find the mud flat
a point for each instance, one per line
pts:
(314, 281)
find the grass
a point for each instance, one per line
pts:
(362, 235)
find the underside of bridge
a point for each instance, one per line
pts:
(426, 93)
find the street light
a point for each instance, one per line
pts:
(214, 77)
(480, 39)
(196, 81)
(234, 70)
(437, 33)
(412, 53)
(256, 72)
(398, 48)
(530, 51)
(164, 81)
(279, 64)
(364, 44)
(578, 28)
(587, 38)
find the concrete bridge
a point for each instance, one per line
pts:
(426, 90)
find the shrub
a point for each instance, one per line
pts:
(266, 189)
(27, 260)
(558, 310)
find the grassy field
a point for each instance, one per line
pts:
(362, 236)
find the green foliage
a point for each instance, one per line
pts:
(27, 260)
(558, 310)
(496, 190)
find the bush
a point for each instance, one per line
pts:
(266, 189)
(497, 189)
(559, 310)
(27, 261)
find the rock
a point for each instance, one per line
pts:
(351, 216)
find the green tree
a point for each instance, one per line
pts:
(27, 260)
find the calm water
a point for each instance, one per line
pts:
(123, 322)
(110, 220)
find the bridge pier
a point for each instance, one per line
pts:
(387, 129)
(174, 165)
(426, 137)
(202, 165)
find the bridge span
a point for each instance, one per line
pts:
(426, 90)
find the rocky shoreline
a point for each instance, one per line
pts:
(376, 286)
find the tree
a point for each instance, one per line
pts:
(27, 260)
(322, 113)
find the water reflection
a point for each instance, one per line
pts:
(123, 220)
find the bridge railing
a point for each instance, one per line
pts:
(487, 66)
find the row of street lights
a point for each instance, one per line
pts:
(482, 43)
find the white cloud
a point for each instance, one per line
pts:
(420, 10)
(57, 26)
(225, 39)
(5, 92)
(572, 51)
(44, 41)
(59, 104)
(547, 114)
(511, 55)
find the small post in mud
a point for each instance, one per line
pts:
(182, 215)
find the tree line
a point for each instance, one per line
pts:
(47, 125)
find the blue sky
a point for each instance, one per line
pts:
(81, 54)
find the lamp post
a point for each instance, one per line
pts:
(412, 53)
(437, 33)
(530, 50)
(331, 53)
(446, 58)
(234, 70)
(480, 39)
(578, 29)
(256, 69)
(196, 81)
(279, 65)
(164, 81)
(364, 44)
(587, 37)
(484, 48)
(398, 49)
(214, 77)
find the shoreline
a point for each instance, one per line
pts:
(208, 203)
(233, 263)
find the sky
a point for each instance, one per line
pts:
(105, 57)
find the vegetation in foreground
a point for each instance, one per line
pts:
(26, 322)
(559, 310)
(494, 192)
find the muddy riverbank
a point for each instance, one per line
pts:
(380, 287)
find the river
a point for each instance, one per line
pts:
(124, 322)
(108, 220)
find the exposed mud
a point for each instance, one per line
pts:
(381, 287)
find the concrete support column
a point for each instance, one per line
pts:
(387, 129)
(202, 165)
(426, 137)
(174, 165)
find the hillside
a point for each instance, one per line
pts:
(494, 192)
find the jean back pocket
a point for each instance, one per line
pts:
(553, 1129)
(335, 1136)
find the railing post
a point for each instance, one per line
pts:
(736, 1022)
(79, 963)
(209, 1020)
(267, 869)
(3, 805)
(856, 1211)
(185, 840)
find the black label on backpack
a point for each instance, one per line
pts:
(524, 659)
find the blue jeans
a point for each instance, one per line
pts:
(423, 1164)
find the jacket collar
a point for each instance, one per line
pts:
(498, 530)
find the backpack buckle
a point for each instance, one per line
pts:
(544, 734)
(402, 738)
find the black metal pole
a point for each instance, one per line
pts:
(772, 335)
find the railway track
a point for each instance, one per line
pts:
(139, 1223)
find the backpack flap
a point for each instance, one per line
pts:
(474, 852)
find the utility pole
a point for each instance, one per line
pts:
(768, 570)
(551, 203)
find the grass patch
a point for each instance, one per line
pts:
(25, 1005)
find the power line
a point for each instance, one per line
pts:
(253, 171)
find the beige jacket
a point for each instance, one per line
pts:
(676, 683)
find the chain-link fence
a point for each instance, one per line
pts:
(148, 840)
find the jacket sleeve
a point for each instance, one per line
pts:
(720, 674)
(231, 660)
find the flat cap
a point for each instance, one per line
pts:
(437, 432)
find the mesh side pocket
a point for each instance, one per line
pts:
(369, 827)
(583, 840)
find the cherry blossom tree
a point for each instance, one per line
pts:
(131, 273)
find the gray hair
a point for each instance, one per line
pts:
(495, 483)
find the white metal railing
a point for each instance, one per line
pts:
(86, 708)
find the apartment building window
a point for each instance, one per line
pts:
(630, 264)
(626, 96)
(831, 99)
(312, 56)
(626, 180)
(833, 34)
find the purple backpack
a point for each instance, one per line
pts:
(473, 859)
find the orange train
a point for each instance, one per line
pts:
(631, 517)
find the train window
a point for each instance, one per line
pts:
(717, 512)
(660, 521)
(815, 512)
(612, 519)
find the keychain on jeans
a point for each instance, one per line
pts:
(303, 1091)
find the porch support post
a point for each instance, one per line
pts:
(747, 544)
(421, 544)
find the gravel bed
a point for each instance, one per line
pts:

### What the task asks
Write out every line exactly as it stands.

### Answer to the task
find the mud flat
a point for each instance, one per line
pts:
(314, 281)
find the grass
a point for each instance, one per line
pts:
(362, 235)
find the underside of bridge
a point for each instance, one per line
pts:
(426, 93)
find the street light
a point for each instance, one per line
pts:
(214, 77)
(480, 39)
(196, 81)
(234, 70)
(437, 33)
(412, 53)
(256, 72)
(398, 48)
(530, 51)
(164, 81)
(279, 64)
(364, 44)
(578, 28)
(587, 38)
find the concrete bridge
a point for each instance, one per line
pts:
(426, 90)
find the shrub
a point for each instance, one per line
pts:
(266, 189)
(27, 260)
(558, 310)
find the grassy field
a point for each instance, one per line
pts:
(362, 236)
find the green foliage
a point for each instance, one per line
pts:
(27, 260)
(558, 310)
(496, 190)
find the bush
a point for each instance, one per line
pts:
(266, 189)
(497, 189)
(559, 310)
(27, 261)
find the rock
a point for each instance, one per line
pts:
(351, 216)
find the green tree
a point for each instance, one per line
pts:
(27, 260)
find the calm water
a point for each instance, one per line
pts:
(123, 322)
(110, 220)
find the bridge pier
a point for each instance, one per line
pts:
(387, 129)
(174, 165)
(426, 137)
(202, 165)
find the bridge span
a point for each instance, one per line
pts:
(426, 90)
find the rocky shoreline
a point for each instance, one per line
pts:
(376, 286)
find the tree
a point for each instance, one per line
pts:
(27, 260)
(322, 113)
find the water reflection
a point for each instance, one per line
pts:
(123, 220)
find the bridge railing
a point for each instance, one per line
pts:
(487, 66)
find the row of street lights
a point for each instance, one per line
pts:
(482, 43)
find the white cloud
a point for each instance, one per line
pts:
(420, 10)
(57, 26)
(225, 39)
(5, 92)
(572, 51)
(44, 41)
(59, 104)
(547, 114)
(511, 55)
find the small post in mud
a point for each instance, one per line
pts:
(182, 215)
find the tree line
a point for each instance, one per line
pts:
(47, 125)
find the blue sky
a point for each instance, one per line
pts:
(81, 54)
find the lamp post
a point for each instance, one per line
pts:
(412, 53)
(437, 33)
(530, 50)
(331, 53)
(446, 58)
(234, 70)
(480, 39)
(578, 29)
(256, 69)
(196, 81)
(279, 65)
(164, 81)
(364, 44)
(587, 37)
(484, 48)
(398, 49)
(214, 77)
find the shoreline
a point for each instance, one per line
pts:
(208, 203)
(233, 263)
find the sky
a point for each instance, one per line
pts:
(105, 57)
find the vegetation in foreground
a point for each instance, one per line
pts:
(26, 322)
(559, 310)
(494, 192)
find the muddy riverbank
a point for each instance, one per line
pts:
(380, 287)
find the river
a point for each instance, one per line
pts:
(124, 322)
(108, 220)
find the exposed mud
a point for each instance, one per line
pts:
(381, 287)
find the concrete support column
a point for each instance, one per line
pts:
(387, 129)
(202, 165)
(426, 137)
(174, 165)
find the hillside
a point for each instance, one per line
pts:
(494, 192)
find the jean back pocket
a point for each instance, one per line
pts:
(553, 1129)
(335, 1136)
find the railing post
a point for each instance, one per line
pts:
(736, 1022)
(79, 963)
(209, 1020)
(267, 869)
(3, 805)
(856, 1211)
(185, 840)
find the black label on backpack
a point for each instance, one per line
pts:
(524, 659)
find the blue jeans
a point for each instance, one per line
pts:
(423, 1164)
find the jacket collar
a point for each instance, one per line
pts:
(498, 530)
find the backpack buckle
a point for each instance, one per line
pts:
(544, 734)
(402, 738)
find the black metal pole
a point for each instance, one per line
pts:
(772, 335)
find the railway track
a point for each instance, one per line
pts:
(139, 1223)
find the backpack flap
a point for each instance, one per line
pts:
(474, 852)
find the utility pole
a point for each instance, one per line
pts:
(768, 570)
(551, 203)
find the grass patch
a point for each instance, one per line
pts:
(25, 1005)
find the power line
a point for each instance, one per line
pts:
(253, 171)
find the beige jacket
a point for each instance, one per line
pts:
(676, 683)
find the chain-link fence
a point for each instance, one per line
pts:
(148, 840)
find the jacket sleeve
a point for each instance, one per line
pts:
(720, 674)
(231, 660)
find the flat cap
a point for each instance, one per line
pts:
(437, 432)
find the mesh side pocket
a point for each instance, one per line
pts:
(369, 827)
(583, 840)
find the cherry blossom tree
a point for each instance, one per line
pts:
(131, 273)
find the gray hair
a point for each instance, one per line
pts:
(495, 483)
find the white metal railing
a point for each instance, one per line
pts:
(86, 708)
find the apartment building window
a point for each instance, one per line
pts:
(630, 264)
(626, 96)
(831, 99)
(312, 56)
(626, 180)
(833, 34)
find the purple backpack
a point for each instance, one per line
pts:
(473, 859)
find the orange train
a point for each instance, one per line
pts:
(631, 517)
find the train window
a point for each instance, one per line
pts:
(717, 512)
(660, 521)
(815, 512)
(612, 519)
find the keychain on jeans
a point for each instance, one per line
pts:
(303, 1091)
find the porch support post
a point for each instance, one per line
pts:
(747, 544)
(421, 544)
find the gravel bed
a point for each instance, one per line
pts:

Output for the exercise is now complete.